▸ **PASSAGE**
'''

Announcement” means an announcement in substantially the terms set out in the draft announcement attached at schedule 2;

Bidder” means Kennedy-Wilson Holdings, Inc. and any reference to the Bidder shall include any group company of the Bidder which is identified in the Announcement, the Scheme Document or the Offer Document as the person which will implement the Transaction;

Bidder Financial Adviser” means Goldman Sachs International, as financial adviser to the Bidder in connection with the Transaction;

Bidder Group” means the Bidder and its subsidiary undertakings from time to time;

Bidder Shares” means shares of common stock of US$0.0001 each in the capital of the Bidder;

Code” means the City Code on Takeovers and Mergers;

 

1


Committed Shares” has the meaning given to it in clause 3.2;

Court” means the Royal Court of Jersey;

Court Meeting” has the meaning given to it in clause 3.1.1;

FCA” means the UK Financial Conduct Authority (or any successor regulatory organisation);

General Meeting” has the meaning given to it in clause 3.1.2;

Jersey Companies Law” means the Companies (Jersey) Law 1991 (as amended from time to time);

LSE” means the London Stock Exchange plc;

MAR” means EU regulation No 596/2014 and any delegated legislation made pursuant thereto and as interpreted by any guidance issued by the European Securities and Markets Authority;

Offer” means a takeover offer (as defined in Article 116 of the Jersey Companies Law) made by the Bidder in respect of the Target Shares;

Offer Document” means the document containing the formal Offer;

Panel” means the Panel on Takeovers and Mergers;

Proxy Deadline” has the meaning given to it in clause 3.1;

Scheme” means the proposed scheme of arrangement under Article 125 of the Jersey Companies Law between the Target and its shareholders, with or subject to any modification, addition or condition approved or imposed by the Court and agreed by the Target and Bidder;

Scheme Document” means the document to be sent to, among others, the Target Shareholders containing and setting out, among other things, the full terms and conditions of the Scheme and containing the notices convening the Court Meeting and the General Meeting;

Target” means Kennedy Wilson Europe Real Estate plc;

Target Group” means the Target and its subsidiary undertakings from time to time;

Target Shares” means ordinary shares of nil par value in the capital of the Target;

Target Shareholders” means holders of Target Shares;

Third Party Proposal” means (a) any offer, scheme of arrangement, share issue or other transaction which would involve any person or group of persons acting in concert (other than the Bidder and persons acting in concert with it) acquiring control (as defined in the Code) of the Target; (b) any arrangement or transaction for the transfer of any interest in all or substantially all of the business and assets of the Target Group or in any part thereof which is material in the context of the Target Group, taken as a whole; or (c) any other transaction which under Rule 21.1 of the Code would require approval by shareholders of the Target and to which the Bidder has not given its prior written consent; and


Transaction” shall:

 

  (A) mean the proposed acquisition by the Bidder of the entire issued and to be issued share capital of the Target (other than shares already held by the Bidder and its associates, if any), which is currently proposed to be effected by means of the Scheme substantially upon the terms of and subject to the conditions set out and referred to in the Announcement, together with such additional terms and conditions as may be required to comply with the requirements of the Code, the Panel, the Jersey Financial Services Commission, the Court, the LSE, the FCA and/or as are customarily included in offers made under the Takeover Code and/or as are agreed between the Target and the Bidder; and

 

  (B) include any revision or variation of or to the terms of the proposed acquisition as referred to in paragraph (A) above which represents, in the reasonable opinion of the Bidder, no diminution in the value of the Scheme.

'''

▸ **THINGS TO DO**
**A)** In the definitions, which court does the term "Court" refer to?
**B)** Return every line of the records that contains the string "Query", with matching sensitive to case.

▸ **INFORMATION SHOWN**
'''

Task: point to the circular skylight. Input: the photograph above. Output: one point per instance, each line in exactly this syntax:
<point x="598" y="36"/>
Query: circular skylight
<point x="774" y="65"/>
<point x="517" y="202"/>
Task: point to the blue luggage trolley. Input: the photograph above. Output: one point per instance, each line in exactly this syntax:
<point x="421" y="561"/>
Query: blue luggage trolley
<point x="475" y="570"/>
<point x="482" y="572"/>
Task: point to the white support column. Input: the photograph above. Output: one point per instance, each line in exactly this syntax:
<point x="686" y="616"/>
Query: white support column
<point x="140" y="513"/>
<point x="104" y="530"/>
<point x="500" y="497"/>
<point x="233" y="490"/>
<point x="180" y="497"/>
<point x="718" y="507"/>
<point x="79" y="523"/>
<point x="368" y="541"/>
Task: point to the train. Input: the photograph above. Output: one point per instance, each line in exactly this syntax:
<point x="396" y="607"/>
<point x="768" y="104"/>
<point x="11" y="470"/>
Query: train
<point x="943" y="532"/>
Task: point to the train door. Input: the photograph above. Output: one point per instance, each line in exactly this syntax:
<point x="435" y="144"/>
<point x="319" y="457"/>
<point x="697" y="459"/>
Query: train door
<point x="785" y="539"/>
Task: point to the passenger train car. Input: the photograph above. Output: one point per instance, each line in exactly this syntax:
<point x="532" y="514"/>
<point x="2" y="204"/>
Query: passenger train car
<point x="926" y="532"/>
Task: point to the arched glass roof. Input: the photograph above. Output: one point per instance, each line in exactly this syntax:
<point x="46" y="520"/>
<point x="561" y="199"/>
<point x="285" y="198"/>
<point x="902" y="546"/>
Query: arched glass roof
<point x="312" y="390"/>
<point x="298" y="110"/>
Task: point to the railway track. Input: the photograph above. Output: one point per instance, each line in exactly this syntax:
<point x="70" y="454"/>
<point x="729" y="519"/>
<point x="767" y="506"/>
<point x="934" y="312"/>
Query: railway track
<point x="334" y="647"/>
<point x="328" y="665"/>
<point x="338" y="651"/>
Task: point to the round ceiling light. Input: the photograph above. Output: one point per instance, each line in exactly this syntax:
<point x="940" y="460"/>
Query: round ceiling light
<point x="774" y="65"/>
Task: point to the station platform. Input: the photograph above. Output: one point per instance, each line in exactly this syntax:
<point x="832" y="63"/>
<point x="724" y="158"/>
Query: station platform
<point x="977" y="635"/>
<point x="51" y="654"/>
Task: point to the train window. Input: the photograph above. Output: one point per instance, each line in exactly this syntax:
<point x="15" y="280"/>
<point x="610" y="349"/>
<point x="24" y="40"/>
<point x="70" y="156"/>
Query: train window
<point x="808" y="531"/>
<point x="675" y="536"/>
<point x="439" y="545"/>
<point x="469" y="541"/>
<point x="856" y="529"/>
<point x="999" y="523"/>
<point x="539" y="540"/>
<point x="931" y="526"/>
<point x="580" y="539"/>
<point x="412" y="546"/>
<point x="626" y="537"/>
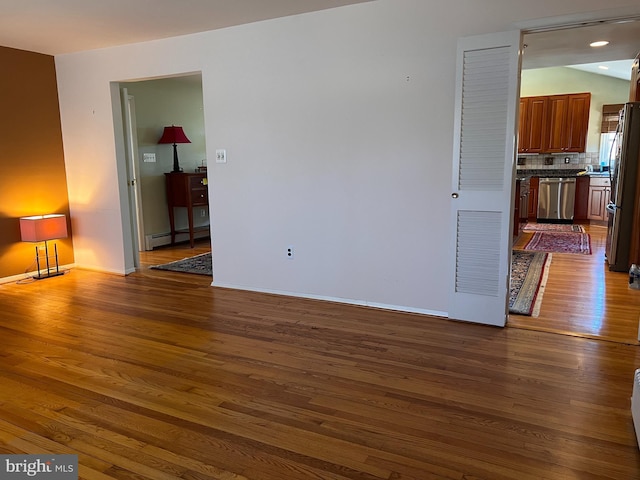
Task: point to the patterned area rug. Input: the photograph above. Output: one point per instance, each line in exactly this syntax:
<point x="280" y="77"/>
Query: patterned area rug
<point x="553" y="227"/>
<point x="560" y="242"/>
<point x="200" y="264"/>
<point x="529" y="272"/>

'''

▸ **ANSWERS PER TASK**
**A)** The Royal Court of Jersey.

**B)**
Query: circular skylight
Query: blue luggage trolley
Query: white support column
Query: train
Query: train door
Query: passenger train car
Query: arched glass roof
Query: railway track
Query: round ceiling light
Query: station platform
Query: train window
Query: patterned area rug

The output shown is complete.